== RAW DATA
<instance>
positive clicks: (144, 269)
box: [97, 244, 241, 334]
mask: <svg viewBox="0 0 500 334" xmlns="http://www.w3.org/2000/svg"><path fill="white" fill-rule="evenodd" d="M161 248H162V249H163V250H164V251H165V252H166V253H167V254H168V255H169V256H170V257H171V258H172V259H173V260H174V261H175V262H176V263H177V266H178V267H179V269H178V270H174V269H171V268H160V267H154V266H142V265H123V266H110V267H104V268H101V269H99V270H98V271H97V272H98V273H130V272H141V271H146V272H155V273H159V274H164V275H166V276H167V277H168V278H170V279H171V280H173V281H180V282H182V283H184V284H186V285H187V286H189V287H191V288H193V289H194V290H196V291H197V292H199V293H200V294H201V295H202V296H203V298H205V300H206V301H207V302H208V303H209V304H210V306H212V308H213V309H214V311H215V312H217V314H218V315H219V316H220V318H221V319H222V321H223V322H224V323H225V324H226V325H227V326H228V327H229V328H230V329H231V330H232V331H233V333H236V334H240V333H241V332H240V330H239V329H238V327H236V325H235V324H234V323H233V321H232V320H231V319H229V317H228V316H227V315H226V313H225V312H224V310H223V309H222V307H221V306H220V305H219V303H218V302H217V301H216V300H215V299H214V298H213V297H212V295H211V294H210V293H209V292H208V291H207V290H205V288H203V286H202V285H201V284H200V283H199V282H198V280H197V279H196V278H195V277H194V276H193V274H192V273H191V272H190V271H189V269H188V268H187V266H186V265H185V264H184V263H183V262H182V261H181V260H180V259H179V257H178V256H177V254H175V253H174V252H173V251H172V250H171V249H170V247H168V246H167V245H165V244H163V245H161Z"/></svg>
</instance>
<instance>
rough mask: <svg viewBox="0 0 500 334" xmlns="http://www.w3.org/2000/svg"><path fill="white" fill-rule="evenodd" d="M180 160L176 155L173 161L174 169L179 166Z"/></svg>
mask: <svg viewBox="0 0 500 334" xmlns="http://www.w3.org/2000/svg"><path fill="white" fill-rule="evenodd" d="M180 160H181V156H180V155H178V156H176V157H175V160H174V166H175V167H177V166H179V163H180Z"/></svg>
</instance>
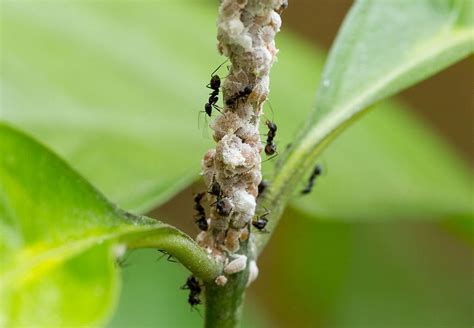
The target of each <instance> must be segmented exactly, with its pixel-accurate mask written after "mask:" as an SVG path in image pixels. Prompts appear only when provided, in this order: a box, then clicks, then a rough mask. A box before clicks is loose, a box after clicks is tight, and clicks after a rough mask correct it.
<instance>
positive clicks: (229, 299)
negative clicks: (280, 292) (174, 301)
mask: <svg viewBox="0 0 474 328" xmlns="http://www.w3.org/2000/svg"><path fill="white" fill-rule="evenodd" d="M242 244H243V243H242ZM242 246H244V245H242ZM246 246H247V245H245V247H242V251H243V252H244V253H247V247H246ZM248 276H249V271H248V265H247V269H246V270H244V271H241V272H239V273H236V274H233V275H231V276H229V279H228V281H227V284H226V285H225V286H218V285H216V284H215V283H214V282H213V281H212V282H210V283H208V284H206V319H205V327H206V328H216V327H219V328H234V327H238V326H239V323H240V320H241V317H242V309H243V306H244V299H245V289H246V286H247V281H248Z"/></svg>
====
### PROBLEM TO SOLVE
How many lines of the items above contain the string "positive"? Case matters. Reply with the number only.

### RESPONSE TO THIS TASK
2